* _Assigned task_:
Provide only the number of lines below that hold "long".

* _Data to examine_:
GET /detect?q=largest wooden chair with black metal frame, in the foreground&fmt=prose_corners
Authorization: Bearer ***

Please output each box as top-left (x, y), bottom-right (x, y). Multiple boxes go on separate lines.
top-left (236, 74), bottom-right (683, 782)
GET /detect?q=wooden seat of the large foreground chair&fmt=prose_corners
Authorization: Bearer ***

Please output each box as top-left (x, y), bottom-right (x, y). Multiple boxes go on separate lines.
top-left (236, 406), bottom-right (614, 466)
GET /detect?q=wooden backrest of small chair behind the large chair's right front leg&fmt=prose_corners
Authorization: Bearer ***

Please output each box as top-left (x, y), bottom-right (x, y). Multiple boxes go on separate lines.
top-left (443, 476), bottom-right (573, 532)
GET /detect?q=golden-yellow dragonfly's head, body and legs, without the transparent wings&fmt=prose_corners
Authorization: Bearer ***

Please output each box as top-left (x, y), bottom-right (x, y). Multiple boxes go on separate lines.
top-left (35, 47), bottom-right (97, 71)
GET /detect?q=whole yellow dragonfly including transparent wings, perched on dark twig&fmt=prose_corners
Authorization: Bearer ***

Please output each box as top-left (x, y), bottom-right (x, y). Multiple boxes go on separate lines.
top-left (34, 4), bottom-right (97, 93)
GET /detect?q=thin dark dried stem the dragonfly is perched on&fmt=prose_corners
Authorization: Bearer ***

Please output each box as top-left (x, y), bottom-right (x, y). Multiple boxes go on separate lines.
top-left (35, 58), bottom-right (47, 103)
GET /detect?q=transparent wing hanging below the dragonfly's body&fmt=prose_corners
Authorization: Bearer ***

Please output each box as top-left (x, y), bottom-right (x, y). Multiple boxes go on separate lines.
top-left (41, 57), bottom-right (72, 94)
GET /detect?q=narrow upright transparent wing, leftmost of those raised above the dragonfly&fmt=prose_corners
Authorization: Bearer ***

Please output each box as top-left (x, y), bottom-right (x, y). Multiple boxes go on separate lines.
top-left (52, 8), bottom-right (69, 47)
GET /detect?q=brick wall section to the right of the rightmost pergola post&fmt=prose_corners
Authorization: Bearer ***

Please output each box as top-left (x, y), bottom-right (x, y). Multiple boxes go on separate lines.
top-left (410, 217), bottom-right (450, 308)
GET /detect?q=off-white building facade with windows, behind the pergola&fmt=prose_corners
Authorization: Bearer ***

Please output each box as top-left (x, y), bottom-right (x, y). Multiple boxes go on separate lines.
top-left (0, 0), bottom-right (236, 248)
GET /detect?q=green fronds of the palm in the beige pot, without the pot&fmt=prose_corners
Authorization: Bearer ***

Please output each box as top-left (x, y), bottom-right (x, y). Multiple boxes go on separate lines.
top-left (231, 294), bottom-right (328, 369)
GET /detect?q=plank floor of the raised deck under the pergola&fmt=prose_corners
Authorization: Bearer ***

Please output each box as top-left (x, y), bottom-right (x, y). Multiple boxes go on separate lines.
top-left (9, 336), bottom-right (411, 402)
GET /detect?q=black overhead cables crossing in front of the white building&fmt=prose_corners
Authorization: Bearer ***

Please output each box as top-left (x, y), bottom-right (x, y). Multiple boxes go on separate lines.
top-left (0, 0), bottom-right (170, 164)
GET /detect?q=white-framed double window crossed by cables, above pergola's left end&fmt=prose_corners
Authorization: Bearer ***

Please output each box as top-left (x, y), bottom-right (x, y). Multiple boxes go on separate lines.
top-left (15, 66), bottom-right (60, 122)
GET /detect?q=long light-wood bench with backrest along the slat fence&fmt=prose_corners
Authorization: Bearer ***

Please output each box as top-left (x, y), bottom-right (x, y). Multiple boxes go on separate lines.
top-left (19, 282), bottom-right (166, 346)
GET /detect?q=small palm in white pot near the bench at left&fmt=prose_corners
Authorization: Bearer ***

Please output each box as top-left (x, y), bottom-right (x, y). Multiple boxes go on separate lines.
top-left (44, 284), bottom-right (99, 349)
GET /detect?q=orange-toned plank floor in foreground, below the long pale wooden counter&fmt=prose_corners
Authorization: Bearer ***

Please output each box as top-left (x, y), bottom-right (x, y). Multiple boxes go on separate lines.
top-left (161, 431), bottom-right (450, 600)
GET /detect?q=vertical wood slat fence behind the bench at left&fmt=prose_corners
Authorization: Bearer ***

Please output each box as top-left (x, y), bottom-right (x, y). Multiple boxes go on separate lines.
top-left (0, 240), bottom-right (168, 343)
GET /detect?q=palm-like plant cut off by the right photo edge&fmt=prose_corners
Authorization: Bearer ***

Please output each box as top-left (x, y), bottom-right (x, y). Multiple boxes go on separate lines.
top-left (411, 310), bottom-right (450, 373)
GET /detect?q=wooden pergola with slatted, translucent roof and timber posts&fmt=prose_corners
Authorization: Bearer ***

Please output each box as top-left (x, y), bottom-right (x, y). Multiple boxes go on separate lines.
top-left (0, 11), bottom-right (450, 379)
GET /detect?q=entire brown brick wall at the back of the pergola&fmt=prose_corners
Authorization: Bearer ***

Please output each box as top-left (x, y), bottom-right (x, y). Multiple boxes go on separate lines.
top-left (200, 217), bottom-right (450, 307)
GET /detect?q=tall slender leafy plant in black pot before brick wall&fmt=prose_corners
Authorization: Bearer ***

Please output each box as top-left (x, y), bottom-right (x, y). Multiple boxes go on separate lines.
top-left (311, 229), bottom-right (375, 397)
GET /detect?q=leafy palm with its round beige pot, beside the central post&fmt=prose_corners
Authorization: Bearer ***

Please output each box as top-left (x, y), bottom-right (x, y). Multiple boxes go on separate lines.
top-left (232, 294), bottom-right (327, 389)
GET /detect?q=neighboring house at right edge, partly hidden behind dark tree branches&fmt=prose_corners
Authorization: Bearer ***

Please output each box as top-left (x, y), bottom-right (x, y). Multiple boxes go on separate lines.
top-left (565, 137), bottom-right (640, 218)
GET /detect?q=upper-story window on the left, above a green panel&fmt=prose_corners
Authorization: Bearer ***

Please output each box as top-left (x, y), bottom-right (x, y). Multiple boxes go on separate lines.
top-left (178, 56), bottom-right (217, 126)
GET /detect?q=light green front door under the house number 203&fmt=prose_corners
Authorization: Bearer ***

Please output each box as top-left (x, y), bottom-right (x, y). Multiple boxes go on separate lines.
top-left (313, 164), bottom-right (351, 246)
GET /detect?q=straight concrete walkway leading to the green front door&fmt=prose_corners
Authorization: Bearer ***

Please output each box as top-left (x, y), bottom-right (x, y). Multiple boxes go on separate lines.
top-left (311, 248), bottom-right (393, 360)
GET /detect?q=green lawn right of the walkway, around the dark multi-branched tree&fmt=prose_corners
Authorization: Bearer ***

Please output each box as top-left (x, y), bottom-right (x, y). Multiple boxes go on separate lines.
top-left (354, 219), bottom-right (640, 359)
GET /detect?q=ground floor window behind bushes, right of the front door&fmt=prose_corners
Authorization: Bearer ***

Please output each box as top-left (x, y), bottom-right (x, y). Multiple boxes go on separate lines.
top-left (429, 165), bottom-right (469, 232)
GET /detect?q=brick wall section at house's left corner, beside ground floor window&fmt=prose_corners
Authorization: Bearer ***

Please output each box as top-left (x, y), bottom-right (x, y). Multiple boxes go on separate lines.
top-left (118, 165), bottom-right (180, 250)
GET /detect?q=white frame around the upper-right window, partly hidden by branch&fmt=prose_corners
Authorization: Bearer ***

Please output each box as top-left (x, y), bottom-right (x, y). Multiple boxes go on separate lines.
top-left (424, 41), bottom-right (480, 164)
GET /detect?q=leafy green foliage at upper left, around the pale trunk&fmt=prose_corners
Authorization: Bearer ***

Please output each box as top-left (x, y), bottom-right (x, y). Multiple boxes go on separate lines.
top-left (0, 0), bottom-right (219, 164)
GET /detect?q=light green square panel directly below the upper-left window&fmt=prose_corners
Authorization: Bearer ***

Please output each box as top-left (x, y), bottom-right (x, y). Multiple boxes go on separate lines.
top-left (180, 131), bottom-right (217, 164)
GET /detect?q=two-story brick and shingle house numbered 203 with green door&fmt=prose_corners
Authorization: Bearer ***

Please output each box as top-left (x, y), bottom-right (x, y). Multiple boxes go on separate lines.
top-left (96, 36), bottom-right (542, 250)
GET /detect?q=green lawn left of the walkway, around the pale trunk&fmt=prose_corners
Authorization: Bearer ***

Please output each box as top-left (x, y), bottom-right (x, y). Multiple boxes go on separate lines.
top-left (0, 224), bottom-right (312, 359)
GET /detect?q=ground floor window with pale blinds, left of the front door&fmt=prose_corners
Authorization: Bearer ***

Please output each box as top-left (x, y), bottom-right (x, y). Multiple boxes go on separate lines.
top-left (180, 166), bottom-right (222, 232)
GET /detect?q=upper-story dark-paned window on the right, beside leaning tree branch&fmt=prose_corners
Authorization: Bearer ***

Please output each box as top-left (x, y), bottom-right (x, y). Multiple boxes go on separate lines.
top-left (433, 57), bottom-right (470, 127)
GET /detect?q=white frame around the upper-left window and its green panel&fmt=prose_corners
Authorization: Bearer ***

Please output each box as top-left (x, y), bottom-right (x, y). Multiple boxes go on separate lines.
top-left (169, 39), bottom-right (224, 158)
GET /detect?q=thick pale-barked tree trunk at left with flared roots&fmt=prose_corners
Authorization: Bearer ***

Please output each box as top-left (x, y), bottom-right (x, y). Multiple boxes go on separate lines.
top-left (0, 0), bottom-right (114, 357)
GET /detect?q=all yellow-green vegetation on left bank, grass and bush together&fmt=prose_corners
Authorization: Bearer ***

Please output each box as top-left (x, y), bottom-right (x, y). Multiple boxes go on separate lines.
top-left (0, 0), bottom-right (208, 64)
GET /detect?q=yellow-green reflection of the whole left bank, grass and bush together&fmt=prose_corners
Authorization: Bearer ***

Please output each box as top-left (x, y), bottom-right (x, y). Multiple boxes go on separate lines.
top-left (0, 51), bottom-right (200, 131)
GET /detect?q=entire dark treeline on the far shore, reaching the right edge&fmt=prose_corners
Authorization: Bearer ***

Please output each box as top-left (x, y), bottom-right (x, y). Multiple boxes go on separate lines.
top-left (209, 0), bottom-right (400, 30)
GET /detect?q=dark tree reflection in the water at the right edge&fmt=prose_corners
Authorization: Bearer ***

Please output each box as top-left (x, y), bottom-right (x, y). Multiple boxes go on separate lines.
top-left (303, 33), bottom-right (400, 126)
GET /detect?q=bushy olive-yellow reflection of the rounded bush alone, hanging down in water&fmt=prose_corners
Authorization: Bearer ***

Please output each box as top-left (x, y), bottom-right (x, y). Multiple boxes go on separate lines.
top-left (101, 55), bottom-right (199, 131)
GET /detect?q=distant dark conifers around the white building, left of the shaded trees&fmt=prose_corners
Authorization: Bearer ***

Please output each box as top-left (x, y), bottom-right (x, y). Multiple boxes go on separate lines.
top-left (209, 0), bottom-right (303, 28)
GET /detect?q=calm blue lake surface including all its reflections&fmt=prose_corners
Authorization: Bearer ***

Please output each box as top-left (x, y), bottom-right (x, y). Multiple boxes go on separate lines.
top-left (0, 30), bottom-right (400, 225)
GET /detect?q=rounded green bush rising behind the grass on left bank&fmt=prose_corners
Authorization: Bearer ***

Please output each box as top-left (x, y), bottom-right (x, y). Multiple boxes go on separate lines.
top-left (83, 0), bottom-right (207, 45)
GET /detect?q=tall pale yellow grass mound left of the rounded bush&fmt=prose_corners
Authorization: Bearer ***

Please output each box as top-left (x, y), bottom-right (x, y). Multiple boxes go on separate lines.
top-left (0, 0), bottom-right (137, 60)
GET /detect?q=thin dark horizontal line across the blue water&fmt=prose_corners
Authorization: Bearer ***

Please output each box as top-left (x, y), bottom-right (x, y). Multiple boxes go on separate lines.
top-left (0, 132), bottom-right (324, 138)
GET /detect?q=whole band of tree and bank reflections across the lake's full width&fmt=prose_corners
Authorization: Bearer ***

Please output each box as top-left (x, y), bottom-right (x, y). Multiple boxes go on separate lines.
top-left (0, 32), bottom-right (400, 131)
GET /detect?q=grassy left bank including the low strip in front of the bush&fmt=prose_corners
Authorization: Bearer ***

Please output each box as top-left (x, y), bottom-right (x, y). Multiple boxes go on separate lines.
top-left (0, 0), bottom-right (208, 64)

* _Solution to the exercise_:
2